[Text segment]:
Carl,
No, it isn't some logic problem in the chip set. Those are the easiest problems in the world to catch, they don't wait up till the last minute. I've designed and debugged memory controllers for 18 years, and I hereby stake my reputation on the fact that this is not a simple logic problem.
I don't know - we'll see.
A possible cause (in the controller) that I would believe would be something having to do with the inherently long delays to the last few chips on a rambus channel. When data gets transferred between two clock domains, there is always the likelihood of screwing the design up. It is possible that their clock domain transfer logic doesn't work when the two clocks are too widely different.
The clock travels together with data, so I don't think the latching of data is the problem. The setup and hold times are 0.2ns for Samsung 128/144 devices. The cycle time for 800Mbaud RDRAM is 2.5ns, so each bit occupies a 1.25ns time window. As you point out at the end metastability has crucial importance and is always present, even if the probability of error is vanishingly small. Provided the setup and hold conditions are met, the device will meet specifications. The exponential relationship means that even adding a few picoseconds extra will further increase the reliability by a large amount. Conversely, failing to meet the setup time will cause random errors whose probability is exponentially related to the amount by which the specification is missed and the inherent speed of the data latch.

(Records from a point-labeling set)
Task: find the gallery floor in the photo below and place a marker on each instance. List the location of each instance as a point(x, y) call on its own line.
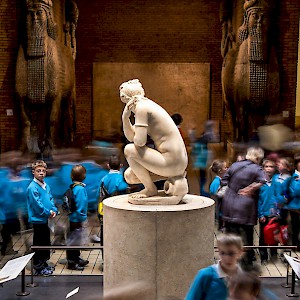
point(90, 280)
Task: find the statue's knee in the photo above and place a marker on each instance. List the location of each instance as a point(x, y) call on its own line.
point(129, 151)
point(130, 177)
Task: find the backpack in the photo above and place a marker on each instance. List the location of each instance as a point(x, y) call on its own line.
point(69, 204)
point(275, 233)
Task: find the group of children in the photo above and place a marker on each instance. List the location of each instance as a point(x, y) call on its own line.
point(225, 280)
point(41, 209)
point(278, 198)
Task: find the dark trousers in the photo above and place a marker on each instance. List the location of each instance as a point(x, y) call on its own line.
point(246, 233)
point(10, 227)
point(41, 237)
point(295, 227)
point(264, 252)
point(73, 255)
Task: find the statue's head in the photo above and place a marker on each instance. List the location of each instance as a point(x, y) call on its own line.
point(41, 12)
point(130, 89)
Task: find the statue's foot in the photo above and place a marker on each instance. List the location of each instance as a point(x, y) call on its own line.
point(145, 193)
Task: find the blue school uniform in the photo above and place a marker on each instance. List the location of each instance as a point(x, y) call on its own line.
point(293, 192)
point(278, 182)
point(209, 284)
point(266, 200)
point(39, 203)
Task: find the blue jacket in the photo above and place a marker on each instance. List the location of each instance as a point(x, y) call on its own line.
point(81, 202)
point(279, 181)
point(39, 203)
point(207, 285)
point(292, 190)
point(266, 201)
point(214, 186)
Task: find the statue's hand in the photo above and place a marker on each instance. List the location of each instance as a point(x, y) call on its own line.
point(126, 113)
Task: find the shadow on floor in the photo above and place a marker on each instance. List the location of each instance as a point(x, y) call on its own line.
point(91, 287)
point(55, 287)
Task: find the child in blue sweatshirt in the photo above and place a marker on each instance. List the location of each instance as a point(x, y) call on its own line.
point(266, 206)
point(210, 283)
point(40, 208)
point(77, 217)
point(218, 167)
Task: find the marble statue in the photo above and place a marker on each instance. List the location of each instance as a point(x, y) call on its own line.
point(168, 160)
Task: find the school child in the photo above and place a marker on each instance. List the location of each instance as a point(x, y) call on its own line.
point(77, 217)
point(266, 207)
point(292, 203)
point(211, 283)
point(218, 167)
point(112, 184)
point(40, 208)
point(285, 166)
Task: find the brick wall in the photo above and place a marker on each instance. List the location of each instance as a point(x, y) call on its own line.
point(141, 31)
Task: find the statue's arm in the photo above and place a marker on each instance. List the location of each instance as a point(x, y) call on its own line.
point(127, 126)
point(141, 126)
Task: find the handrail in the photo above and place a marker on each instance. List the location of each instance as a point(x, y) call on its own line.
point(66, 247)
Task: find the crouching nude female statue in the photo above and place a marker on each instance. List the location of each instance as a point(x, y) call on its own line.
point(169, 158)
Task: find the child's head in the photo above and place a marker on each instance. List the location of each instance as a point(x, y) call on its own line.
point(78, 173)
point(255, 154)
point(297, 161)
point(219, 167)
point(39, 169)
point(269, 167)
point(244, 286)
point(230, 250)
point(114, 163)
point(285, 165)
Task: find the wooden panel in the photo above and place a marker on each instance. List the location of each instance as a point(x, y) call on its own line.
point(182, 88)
* * *
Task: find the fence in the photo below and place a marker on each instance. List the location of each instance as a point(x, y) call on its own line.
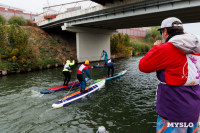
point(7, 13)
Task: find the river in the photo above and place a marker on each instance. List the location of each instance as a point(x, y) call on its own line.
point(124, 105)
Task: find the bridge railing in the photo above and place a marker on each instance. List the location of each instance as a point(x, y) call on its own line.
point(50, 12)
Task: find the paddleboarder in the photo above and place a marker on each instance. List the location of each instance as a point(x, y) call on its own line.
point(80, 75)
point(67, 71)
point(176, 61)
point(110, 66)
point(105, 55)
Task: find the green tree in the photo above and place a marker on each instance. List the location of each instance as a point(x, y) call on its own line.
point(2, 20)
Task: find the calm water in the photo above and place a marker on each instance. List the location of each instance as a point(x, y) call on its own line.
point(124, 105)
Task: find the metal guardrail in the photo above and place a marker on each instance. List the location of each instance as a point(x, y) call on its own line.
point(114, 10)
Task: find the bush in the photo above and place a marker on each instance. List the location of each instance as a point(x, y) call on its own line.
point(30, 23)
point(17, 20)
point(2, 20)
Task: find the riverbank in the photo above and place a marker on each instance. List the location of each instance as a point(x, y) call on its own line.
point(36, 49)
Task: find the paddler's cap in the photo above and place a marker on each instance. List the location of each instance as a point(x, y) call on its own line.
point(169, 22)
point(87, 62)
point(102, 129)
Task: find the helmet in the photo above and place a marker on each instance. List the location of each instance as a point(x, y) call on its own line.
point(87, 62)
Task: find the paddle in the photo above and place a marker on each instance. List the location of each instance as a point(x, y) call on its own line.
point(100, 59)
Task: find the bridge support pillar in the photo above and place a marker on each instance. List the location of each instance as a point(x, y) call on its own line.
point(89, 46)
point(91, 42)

[Instructions for the task]:
Summarize the forum post about the memory controller problem in two sentences. Rely only on the text when answering.

[Exercise solution]:
The post rejects the idea that the problem is a simple logic fault in the chip set, citing 18 years of memory controller design, and suggests a possible cause in clock domain transfer logic because of the long delays to the last chips on a Rambus channel. It also argues that data latching is unlikely to be the problem because the clock travels with the data, and it explains that meeting the setup and hold times keeps the device within specifications, while missing them causes random errors whose probability rises exponentially with the shortfall.